**** Passage ****

Schematic of a voltage source with internal resistance in series. The diagram labels the e.m.f. (E), the internal resistance (r), the current (I), and the terminal potential difference (V = E − Ir). This directly illustrates how ‘lost volts’ reduce the terminal p.d. when current flows. Source.
Between these two equations, students can model the behaviour of any practical electrical source under different load conditions.
Understanding Lost Volts
The lost volts represent energy that is not available to the external components of the circuit because it has been dissipated within the source. This concept explains why the terminal potential difference decreases as current increases.
Lost Volts: The potential difference across the internal resistance of a source, equal to Ir, representing the energy lost inside the source per coulomb of charge.
Because the lost volts increase proportionally with current, heavy loads drawing larger currents cause the terminal potential difference to drop noticeably, especially when the internal resistance is not negligible.

**** Raw records ****

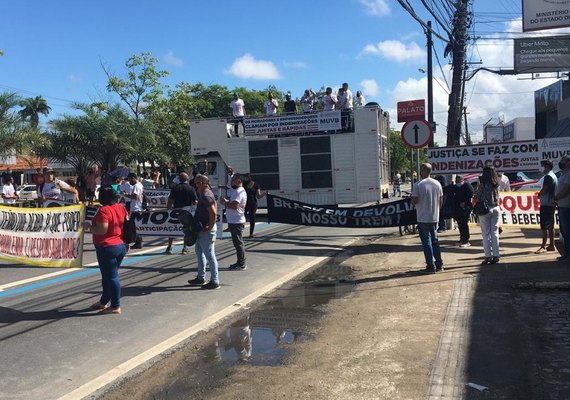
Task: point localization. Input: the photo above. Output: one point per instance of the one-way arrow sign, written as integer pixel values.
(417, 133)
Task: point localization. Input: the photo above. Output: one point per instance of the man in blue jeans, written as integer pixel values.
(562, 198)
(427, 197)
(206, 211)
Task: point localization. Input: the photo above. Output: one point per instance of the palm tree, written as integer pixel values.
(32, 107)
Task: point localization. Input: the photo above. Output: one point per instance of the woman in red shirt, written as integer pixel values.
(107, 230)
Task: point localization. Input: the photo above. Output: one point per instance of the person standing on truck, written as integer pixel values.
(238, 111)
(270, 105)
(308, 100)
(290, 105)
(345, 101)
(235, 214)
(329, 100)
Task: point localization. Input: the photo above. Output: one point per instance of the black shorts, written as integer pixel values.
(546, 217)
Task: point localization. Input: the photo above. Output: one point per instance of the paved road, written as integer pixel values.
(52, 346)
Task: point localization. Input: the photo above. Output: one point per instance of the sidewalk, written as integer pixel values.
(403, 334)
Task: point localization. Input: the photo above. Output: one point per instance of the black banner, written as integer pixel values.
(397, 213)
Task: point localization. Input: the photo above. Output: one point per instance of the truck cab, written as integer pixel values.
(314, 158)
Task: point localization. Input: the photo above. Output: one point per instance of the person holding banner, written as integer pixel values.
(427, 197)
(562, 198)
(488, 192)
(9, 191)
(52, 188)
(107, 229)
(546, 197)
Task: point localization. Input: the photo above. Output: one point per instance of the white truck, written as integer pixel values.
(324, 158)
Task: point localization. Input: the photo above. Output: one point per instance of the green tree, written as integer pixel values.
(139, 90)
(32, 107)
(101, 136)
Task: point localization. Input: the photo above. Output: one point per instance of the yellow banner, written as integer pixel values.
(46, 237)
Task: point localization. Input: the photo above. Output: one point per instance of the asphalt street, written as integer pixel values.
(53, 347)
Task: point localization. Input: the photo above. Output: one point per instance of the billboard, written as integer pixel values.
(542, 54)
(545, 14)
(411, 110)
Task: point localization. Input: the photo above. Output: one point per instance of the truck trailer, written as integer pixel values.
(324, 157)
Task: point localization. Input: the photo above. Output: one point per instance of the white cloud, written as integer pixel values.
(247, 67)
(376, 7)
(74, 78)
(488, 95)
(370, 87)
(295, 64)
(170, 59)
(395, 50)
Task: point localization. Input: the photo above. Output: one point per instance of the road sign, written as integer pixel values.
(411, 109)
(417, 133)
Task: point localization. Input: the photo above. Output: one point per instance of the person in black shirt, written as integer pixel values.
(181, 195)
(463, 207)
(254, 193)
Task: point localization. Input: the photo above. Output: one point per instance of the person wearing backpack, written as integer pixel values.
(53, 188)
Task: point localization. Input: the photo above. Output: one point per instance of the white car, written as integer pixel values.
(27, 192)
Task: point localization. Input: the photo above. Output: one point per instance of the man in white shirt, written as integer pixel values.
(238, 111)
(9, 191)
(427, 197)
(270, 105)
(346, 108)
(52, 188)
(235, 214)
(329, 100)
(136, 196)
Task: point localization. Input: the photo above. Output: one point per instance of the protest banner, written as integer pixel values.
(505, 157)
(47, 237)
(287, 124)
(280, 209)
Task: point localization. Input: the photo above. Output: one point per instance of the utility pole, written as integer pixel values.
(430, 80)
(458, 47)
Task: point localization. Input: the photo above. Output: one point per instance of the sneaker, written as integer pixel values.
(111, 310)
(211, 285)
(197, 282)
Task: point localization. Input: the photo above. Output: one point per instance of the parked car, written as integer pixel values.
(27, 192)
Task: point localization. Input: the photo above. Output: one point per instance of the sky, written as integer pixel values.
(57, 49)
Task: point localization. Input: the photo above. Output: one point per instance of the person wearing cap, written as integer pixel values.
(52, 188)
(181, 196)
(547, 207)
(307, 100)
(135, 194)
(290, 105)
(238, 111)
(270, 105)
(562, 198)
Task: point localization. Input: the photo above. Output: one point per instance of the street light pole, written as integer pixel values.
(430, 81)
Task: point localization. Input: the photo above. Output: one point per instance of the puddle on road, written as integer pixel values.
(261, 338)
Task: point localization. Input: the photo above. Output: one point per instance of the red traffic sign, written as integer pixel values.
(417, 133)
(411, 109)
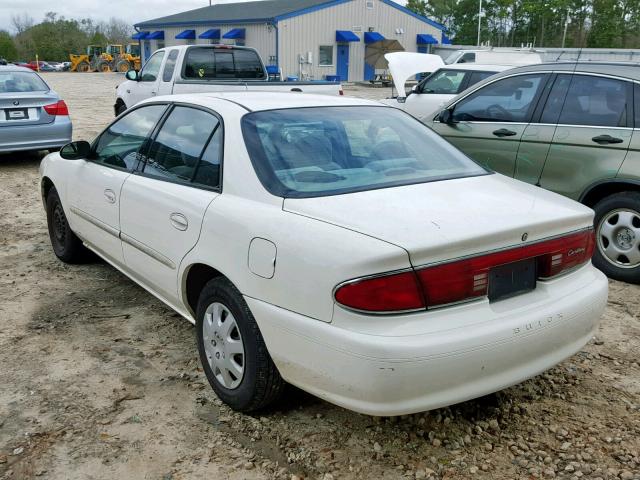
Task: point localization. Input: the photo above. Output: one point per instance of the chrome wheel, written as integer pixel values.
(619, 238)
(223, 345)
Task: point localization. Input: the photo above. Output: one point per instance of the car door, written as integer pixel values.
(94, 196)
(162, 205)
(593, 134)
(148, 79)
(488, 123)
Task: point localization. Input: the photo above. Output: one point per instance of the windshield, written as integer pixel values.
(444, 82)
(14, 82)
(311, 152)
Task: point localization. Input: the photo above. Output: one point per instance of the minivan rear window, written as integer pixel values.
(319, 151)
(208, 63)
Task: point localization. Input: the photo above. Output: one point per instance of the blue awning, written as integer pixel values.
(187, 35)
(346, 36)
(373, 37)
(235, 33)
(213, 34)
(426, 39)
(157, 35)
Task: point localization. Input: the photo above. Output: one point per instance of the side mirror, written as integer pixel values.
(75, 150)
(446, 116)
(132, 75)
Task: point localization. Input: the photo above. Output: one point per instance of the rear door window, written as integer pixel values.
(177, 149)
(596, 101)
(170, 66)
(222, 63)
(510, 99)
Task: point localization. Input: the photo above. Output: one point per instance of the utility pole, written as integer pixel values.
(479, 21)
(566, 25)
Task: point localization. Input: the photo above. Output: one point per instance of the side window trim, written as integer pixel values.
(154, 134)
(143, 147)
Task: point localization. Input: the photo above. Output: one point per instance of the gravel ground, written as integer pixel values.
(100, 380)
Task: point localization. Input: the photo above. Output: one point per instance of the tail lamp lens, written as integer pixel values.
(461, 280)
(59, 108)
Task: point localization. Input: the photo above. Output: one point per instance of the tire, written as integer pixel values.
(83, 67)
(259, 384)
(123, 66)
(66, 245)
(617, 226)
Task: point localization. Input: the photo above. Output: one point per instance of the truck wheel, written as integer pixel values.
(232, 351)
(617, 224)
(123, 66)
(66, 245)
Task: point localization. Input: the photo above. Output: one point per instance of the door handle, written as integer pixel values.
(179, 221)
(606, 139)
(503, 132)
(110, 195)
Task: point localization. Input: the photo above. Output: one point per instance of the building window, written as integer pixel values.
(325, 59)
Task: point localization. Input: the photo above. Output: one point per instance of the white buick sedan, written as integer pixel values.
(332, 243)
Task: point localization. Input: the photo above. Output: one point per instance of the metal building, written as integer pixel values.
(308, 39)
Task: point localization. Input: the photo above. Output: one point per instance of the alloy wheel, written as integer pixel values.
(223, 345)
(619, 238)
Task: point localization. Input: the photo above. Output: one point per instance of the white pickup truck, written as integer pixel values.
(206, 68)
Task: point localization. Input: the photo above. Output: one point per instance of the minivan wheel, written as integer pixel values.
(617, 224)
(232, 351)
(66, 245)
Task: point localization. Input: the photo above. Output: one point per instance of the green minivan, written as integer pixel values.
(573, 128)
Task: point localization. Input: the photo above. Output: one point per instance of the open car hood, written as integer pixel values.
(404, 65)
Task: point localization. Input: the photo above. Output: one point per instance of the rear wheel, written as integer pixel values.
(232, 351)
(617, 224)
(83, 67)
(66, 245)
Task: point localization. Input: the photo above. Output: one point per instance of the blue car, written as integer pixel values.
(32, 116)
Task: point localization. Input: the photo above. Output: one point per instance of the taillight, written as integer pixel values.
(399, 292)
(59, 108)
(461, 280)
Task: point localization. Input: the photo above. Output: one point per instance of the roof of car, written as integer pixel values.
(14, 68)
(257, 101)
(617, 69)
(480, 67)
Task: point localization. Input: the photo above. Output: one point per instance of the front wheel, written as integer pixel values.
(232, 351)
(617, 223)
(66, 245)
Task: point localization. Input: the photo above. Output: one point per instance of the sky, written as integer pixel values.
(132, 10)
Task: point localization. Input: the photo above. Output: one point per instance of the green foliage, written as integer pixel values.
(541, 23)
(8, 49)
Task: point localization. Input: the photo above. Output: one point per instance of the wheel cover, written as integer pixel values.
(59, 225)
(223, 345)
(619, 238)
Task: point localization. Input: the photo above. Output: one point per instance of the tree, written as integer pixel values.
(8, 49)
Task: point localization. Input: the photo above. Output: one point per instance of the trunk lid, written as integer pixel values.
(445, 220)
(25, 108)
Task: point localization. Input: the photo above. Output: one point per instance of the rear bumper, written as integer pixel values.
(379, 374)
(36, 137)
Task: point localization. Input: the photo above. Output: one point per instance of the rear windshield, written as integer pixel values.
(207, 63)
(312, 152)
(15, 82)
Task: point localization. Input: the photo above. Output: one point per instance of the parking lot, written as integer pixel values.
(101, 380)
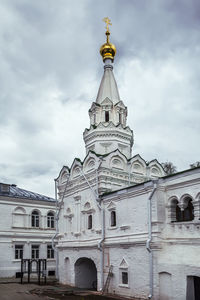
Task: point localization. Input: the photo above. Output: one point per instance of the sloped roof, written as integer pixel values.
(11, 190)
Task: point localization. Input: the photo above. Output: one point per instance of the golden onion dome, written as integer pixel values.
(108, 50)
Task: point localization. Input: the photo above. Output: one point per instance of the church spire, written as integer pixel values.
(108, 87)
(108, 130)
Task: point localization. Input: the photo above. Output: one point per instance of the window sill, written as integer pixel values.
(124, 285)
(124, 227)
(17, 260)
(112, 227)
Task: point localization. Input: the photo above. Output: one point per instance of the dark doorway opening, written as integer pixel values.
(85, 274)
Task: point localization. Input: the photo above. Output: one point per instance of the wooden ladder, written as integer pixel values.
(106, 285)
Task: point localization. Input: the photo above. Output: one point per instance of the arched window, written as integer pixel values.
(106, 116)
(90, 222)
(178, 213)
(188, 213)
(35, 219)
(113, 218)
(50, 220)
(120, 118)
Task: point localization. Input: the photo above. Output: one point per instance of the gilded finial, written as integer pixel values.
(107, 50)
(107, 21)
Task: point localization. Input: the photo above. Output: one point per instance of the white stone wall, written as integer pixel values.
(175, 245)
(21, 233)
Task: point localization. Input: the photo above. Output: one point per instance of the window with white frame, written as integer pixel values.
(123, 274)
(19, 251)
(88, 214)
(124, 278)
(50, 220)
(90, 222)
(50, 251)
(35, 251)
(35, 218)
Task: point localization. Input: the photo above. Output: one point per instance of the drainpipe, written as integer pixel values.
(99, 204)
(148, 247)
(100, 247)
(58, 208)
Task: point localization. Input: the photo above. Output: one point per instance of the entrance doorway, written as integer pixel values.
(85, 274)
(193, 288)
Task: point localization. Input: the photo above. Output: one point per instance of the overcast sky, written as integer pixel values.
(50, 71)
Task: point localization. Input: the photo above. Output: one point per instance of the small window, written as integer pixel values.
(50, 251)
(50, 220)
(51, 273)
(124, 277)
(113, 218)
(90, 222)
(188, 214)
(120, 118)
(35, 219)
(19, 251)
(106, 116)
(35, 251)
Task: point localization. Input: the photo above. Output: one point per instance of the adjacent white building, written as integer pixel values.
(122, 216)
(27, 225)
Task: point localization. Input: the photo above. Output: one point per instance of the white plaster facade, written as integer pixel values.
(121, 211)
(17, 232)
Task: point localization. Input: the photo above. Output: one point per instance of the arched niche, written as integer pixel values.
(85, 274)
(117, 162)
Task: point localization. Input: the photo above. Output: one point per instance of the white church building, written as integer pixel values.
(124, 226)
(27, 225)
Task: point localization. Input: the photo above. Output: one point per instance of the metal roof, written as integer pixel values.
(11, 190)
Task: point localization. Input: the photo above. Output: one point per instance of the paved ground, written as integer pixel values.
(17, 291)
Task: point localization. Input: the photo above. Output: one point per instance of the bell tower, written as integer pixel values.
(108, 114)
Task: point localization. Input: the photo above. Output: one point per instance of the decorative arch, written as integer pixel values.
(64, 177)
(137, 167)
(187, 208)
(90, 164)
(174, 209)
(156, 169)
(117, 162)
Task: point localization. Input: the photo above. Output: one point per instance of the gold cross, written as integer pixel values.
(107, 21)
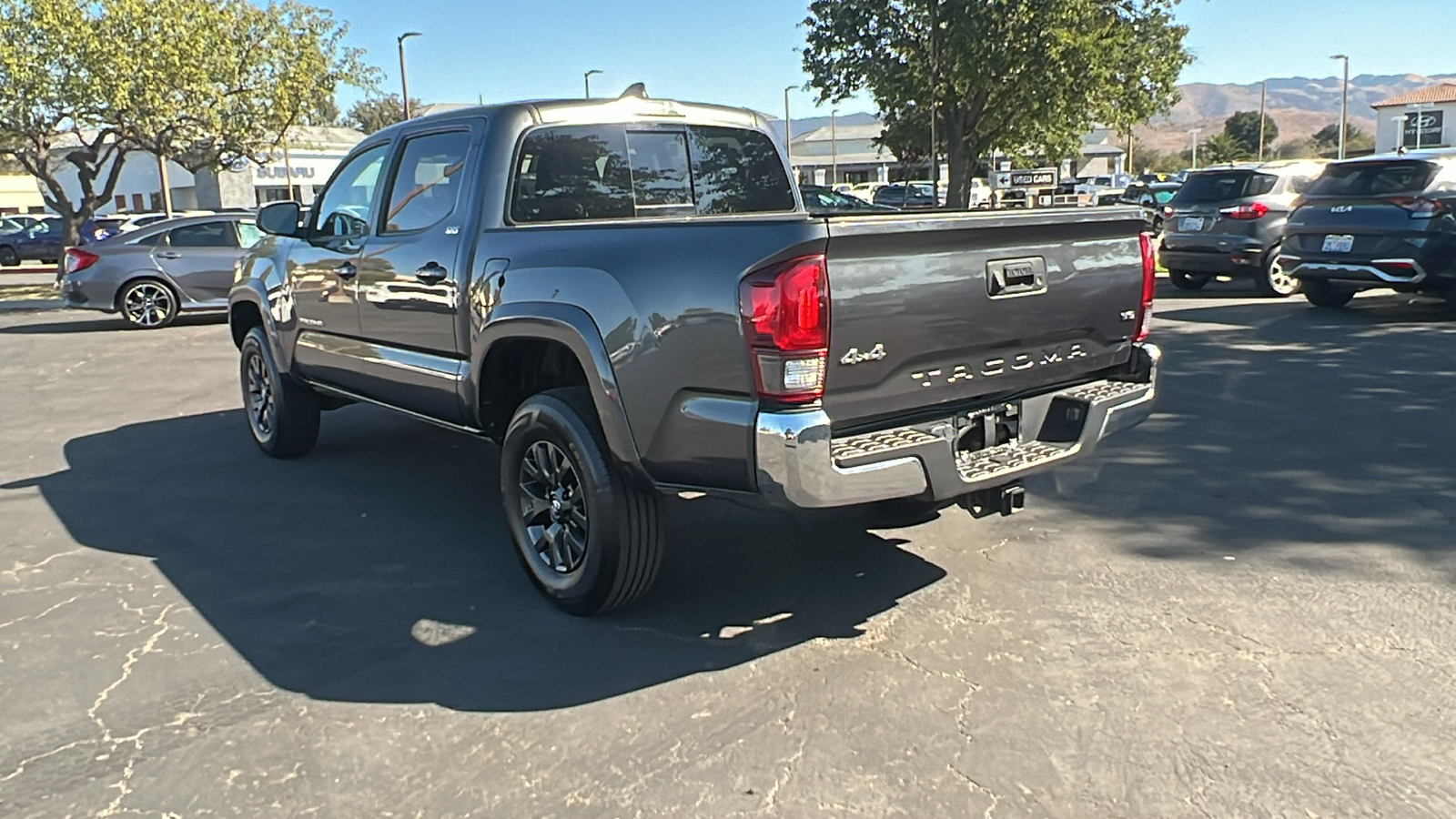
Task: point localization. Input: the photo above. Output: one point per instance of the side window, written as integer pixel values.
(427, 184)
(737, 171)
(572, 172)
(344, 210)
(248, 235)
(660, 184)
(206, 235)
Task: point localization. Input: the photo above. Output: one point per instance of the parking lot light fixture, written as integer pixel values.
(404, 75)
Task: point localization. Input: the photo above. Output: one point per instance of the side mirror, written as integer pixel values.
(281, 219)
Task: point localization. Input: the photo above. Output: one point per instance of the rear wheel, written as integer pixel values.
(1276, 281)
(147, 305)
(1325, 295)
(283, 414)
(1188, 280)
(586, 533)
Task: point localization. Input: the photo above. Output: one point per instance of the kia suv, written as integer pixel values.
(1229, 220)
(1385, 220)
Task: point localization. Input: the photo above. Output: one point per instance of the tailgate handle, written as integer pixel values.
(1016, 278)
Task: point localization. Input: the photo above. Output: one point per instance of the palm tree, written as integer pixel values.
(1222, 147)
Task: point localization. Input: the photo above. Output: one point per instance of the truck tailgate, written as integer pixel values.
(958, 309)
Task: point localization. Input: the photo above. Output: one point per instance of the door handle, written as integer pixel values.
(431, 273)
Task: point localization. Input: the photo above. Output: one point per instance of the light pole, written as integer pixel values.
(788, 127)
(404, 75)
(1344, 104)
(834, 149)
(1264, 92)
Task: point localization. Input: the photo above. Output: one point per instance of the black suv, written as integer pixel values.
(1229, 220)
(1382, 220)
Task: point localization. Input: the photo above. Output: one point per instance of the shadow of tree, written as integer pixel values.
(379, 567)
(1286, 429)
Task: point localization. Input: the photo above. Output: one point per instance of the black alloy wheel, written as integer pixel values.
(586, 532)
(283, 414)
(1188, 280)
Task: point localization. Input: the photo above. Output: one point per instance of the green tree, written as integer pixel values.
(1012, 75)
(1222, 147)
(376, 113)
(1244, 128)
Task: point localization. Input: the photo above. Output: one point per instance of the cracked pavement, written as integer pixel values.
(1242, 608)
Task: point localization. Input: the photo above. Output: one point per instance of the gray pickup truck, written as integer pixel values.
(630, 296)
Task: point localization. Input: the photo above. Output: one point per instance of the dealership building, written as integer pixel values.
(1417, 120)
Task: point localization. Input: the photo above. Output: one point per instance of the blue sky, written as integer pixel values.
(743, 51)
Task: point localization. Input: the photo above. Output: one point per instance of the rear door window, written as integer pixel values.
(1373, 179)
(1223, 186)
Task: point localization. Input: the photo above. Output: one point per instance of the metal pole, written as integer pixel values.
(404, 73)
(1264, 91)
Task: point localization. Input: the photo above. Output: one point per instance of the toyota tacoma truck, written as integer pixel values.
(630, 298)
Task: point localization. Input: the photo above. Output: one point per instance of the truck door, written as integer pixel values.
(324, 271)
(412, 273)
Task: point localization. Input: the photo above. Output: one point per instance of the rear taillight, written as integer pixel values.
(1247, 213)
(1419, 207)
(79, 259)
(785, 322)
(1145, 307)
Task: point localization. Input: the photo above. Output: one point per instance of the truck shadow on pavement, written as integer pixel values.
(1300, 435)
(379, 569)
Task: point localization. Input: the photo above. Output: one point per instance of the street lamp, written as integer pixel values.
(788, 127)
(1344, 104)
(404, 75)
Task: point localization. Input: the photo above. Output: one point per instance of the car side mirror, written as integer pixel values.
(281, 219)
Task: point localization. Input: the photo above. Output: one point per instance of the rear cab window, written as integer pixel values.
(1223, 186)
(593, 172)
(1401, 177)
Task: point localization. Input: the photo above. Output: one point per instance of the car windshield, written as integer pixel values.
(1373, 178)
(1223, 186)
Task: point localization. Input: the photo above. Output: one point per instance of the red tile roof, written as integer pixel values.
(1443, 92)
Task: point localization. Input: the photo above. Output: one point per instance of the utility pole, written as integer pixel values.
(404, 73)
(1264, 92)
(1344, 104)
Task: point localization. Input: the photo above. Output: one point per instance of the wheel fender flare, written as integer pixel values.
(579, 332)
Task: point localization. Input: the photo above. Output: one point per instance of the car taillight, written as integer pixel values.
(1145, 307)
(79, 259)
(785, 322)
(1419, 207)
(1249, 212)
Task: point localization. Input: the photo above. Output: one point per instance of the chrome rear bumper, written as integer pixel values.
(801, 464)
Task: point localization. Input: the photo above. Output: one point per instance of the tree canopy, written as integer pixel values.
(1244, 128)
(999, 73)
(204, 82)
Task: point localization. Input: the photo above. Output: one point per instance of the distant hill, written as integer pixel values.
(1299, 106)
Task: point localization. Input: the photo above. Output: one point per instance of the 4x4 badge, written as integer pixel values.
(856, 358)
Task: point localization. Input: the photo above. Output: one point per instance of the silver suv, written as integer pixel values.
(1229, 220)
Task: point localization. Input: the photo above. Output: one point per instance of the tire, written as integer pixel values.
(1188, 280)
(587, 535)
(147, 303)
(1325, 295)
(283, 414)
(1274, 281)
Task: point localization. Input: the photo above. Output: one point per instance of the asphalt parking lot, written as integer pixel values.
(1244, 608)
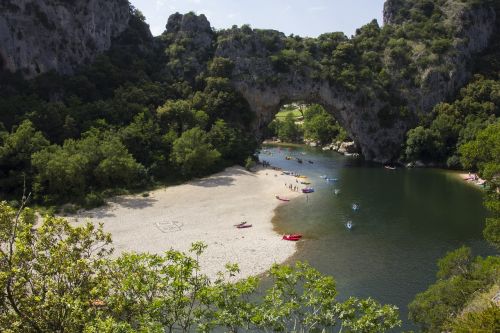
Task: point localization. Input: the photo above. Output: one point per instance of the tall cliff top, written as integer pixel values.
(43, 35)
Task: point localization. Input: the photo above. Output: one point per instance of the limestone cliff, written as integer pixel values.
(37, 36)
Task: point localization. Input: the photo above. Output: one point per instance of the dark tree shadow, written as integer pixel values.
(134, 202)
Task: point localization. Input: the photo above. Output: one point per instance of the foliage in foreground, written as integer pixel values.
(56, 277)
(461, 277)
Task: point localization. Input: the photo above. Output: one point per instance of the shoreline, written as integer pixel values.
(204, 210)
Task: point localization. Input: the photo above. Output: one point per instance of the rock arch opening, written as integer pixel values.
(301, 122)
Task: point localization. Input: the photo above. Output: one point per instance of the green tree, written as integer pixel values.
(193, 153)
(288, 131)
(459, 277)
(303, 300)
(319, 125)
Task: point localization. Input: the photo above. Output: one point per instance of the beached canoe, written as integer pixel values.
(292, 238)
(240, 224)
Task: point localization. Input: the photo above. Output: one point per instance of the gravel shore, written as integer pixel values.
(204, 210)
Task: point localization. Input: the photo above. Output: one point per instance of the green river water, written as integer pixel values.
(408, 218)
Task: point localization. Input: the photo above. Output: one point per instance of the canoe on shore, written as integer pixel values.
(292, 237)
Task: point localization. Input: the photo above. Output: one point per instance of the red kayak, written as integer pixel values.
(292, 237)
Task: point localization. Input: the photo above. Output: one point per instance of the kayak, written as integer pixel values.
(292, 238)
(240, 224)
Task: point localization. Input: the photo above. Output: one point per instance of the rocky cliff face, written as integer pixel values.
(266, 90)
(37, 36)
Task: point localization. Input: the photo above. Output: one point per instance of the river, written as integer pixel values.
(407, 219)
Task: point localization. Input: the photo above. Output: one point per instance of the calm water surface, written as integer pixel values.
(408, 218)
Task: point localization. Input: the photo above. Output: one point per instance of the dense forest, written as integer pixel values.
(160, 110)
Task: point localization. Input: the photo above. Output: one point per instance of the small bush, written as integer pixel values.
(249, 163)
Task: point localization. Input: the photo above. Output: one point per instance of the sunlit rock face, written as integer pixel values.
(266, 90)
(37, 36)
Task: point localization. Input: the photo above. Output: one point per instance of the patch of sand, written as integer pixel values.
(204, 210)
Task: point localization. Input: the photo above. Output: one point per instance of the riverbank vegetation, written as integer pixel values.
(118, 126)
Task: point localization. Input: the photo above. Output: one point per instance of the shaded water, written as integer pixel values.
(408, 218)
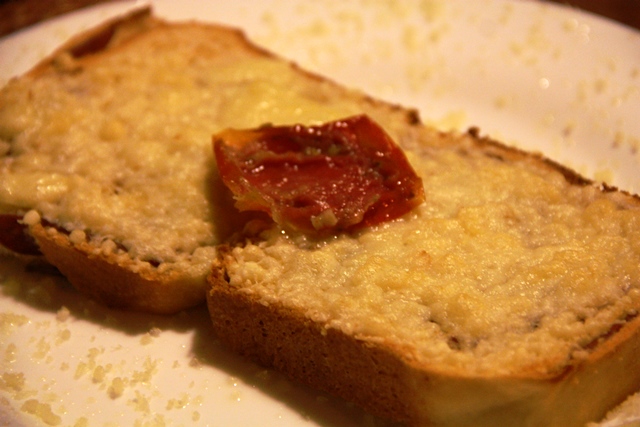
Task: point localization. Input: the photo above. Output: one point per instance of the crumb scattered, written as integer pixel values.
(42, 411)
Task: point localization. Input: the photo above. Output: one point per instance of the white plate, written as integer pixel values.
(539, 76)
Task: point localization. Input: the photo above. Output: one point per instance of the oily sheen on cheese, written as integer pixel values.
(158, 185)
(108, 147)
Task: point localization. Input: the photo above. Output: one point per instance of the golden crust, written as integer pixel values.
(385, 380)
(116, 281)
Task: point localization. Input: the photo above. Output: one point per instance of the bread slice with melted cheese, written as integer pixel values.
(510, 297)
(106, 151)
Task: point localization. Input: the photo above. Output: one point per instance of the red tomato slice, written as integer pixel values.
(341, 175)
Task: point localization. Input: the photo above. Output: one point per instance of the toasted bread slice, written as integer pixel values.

****

» Requirements
1) Answer these about the lost volts excerpt:
(a) What expression does the diagram give for the terminal potential difference?
(b) According to the definition, what are the lost volts equal to?
(c) What causes the terminal potential difference to drop noticeably?
2) List every quantity, with its symbol, that the diagram in the lost volts excerpt labels.
3) Copy the lost volts excerpt from "Schematic of a" to "coulomb of charge.".
The listing has no connection to the lost volts excerpt.

» Answers in order
1)
(a) V = E − Ir
(b) Ir, the potential difference across the internal resistance of a source
(c) Heavy loads drawing larger currents, especially when the internal resistance is not negligible

2)
e.m.f. (E)
internal resistance (r)
current (I)
terminal potential difference (V)

3)
Schematic of a voltage source with internal resistance in series. The diagram labels the e.m.f. (E), the internal resistance (r), the current (I), and the terminal potential difference (V = E − Ir). This directly illustrates how ‘lost volts’ reduce the terminal p.d. when current flows. Source.
Between these two equations, students can model the behaviour of any practical electrical source under different load conditions.
Understanding Lost Volts
The lost volts represent energy that is not available to the external components of the circuit because it has been dissipated within the source. This concept explains why the terminal potential difference decreases as current increases.
Lost Volts: The potential difference across the internal resistance of a source, equal to Ir, representing the energy lost inside the source per coulomb of charge.